DATA FOR THIS TASK:
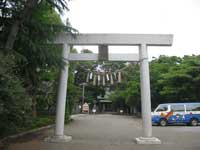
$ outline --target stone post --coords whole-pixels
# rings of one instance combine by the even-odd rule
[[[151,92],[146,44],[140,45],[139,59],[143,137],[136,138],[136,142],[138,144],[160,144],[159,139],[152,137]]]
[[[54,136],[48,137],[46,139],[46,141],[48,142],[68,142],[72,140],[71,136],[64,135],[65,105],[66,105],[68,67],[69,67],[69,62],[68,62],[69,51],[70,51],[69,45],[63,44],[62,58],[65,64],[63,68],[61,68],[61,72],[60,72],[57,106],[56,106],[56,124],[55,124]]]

...

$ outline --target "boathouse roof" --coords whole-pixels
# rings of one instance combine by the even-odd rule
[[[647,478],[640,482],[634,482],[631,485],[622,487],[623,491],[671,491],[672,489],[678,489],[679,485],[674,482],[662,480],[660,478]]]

WHAT THIS TASK INVOLVES: What is the number of lines in the listing that hold the word "target"? Say only that number.

WORKED SOLUTION: 2